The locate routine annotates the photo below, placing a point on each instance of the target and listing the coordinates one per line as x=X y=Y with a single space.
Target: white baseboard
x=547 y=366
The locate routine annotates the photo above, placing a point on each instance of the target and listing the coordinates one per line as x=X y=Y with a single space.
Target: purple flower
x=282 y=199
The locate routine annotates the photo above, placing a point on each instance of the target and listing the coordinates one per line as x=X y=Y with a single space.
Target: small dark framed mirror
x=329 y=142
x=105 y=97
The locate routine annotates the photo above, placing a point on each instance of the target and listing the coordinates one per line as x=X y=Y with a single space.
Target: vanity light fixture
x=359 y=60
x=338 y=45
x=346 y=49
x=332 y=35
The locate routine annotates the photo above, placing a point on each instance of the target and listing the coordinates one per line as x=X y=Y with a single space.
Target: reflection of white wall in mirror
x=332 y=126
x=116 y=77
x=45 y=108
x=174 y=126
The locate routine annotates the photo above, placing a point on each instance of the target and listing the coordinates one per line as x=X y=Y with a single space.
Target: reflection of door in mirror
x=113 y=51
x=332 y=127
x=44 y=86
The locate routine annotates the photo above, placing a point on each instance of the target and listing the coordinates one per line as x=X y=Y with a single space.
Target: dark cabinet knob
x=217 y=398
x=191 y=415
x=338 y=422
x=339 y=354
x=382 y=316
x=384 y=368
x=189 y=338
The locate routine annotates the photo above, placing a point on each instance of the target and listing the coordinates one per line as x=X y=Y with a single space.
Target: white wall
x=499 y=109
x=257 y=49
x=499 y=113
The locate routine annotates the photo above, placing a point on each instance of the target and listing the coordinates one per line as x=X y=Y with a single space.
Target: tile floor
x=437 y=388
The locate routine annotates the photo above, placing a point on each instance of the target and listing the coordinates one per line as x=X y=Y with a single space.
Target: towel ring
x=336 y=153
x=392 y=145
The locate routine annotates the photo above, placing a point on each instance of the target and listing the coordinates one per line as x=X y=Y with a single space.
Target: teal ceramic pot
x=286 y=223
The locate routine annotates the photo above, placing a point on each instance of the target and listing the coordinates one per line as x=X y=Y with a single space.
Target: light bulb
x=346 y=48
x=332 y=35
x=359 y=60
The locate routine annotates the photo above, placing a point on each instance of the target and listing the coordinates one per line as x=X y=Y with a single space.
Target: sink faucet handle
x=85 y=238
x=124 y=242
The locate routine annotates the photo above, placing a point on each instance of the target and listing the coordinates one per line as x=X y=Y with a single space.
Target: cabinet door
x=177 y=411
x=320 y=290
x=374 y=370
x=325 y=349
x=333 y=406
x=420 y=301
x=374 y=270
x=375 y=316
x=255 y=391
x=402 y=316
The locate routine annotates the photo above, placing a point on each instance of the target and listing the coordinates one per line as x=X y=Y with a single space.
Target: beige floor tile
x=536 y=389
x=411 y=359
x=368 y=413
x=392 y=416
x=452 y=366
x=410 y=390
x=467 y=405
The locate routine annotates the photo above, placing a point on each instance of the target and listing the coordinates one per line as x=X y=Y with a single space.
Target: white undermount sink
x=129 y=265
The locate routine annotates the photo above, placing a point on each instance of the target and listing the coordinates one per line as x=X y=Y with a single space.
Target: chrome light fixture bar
****************************************
The full listing above needs to be retyped exactly.

The locate routine annotates the photo below, placing a point on each instance of the target and listing the coordinates one per line as x=X y=Y with a single space.
Target: white baseboard
x=547 y=366
The locate routine annotates the photo above, placing a point on each instance of the target and listing the coordinates one per line as x=X y=Y with a single space.
Target: purple flower
x=282 y=199
The locate routine annotates the photo above, placing a point on each instance of the target and listing the coordinates one per line as x=X y=Y with a single space.
Target: small dark framed mirror
x=329 y=142
x=105 y=97
The locate routine annotates the photo above, placing a point on each instance of the target and listing the coordinates one per line as x=X y=Y with a single space.
Target: vanity light fixture
x=359 y=60
x=338 y=45
x=346 y=49
x=332 y=35
The locate routine annotates the photo above, placing a point on each instance of the target and listing the coordinates one per line as x=X y=Y with a single space.
Target: reflection of white wall in mirror
x=332 y=126
x=116 y=77
x=45 y=108
x=174 y=126
The locate routine annotates the photo above, placing a point on each instance of the target and listing the coordinates one per line as x=X y=Y with a single space.
Target: reflection of door in mirror
x=113 y=51
x=332 y=127
x=44 y=86
The locate routine annotates the photo above, placing a point on each instance of the target and listing the coordinates one per line as x=X y=Y with a single space.
Target: dark cabinet knob
x=217 y=398
x=191 y=415
x=338 y=422
x=339 y=354
x=382 y=316
x=384 y=368
x=189 y=338
The locate routine annotates the photo above, placing a point on each instance of the target and listing the coordinates one per line as x=X y=Y with a single space.
Target: white wall
x=499 y=109
x=257 y=49
x=499 y=113
The locate routine annotates the photo above, placing a point on each instance of the target and listing the coordinates one per line as x=X y=Y with a single space.
Target: tile floor
x=437 y=388
The locate routine annotates the photo above, placing a point on each instance of the target and listing the coordinates one per line as x=X y=Y with a single space.
Target: towel ring
x=336 y=153
x=392 y=145
The locate routine annotates the photo above, placing a point on each instance of the target and listing the coordinates one per line as x=X y=Y with a single space.
Target: teal ceramic pot
x=286 y=223
The locate routine annotates the photo above, placing a point on each instance of the target and listing the coordinates one per line as x=X y=Y with a single space.
Target: light bulb
x=346 y=48
x=332 y=35
x=359 y=60
The locate routine annotates the photo above, placing a point on each instance of the target and listing the coordinates one per line as x=X y=Y with a single space.
Target: sink faucet handle
x=85 y=238
x=124 y=242
The locate routine annotates the photo above, placing a point on each instance of the target and listing the coordinates one per line as x=X y=Y with a single space.
Target: cabinet door
x=177 y=411
x=320 y=290
x=374 y=370
x=325 y=349
x=333 y=406
x=420 y=301
x=374 y=270
x=375 y=316
x=255 y=391
x=402 y=316
The locate routine annotates the photo above, placing a point on each instance of the target and listing the coordinates one per line as x=X y=Y with a single space.
Target: beige floor tile
x=536 y=389
x=411 y=359
x=368 y=413
x=392 y=416
x=452 y=366
x=410 y=390
x=467 y=405
The locate routine annotates the photo above, placing a point on each instance of the target and listing the coordinates one per line as x=X y=Y with a single space.
Target: white undermount sink
x=129 y=265
The locate routine annotates the photo above, placing a point on each instance of the target and listing the coordinates one per line as x=X y=Y with a single space.
Target: chrome light fixture bar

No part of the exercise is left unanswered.